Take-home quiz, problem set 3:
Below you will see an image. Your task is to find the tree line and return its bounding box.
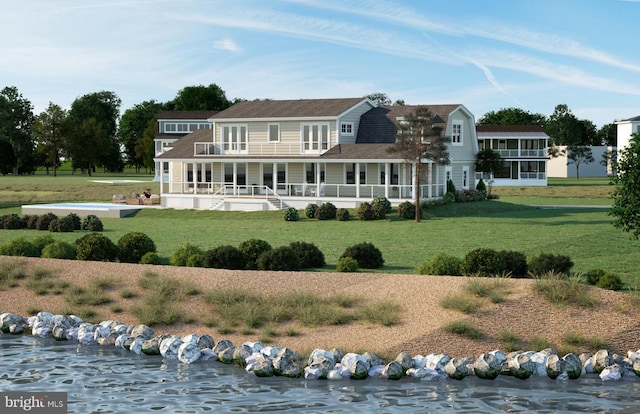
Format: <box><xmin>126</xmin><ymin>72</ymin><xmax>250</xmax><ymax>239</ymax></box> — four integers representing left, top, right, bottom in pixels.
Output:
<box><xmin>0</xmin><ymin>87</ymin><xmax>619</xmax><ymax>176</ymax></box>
# # # #
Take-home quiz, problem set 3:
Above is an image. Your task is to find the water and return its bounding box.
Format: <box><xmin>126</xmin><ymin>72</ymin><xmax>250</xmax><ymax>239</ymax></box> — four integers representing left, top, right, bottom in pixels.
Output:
# # # #
• [Your instructions]:
All lines that hold the word "task" should be copied from the data.

• [Result]:
Below you will see an image. Your task is to find the tree line and return its bounding box.
Above is an image. Your task is to find the water and return its bounding box.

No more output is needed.